- What you should do -
Return word for word the lines between the one holding "task=detect input=woman's face" and the one holding "[22,95,80,111]", inclusive.

- Extracted records -
"""
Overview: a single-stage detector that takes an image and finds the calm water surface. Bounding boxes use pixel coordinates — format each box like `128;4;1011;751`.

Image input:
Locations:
"""
"""
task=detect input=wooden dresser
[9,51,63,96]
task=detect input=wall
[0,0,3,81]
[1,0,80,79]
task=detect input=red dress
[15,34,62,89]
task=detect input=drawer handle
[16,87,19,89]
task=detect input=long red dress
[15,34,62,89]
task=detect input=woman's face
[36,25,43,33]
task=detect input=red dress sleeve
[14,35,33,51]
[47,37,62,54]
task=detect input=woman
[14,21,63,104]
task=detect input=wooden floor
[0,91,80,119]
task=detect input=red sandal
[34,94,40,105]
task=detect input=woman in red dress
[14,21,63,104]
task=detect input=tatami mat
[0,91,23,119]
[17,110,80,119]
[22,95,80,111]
"""
- Exercise output -
task=detect input=woman's face
[36,25,43,33]
task=detect input=red dress sleeve
[14,35,33,51]
[47,37,62,54]
task=detect input=woman
[14,21,63,104]
task=detect input=wooden floor
[0,91,80,119]
task=detect input=red sandal
[34,94,40,105]
task=detect input=woman in red dress
[14,21,63,104]
task=detect input=tatami mat
[0,91,23,119]
[17,110,80,119]
[22,95,80,111]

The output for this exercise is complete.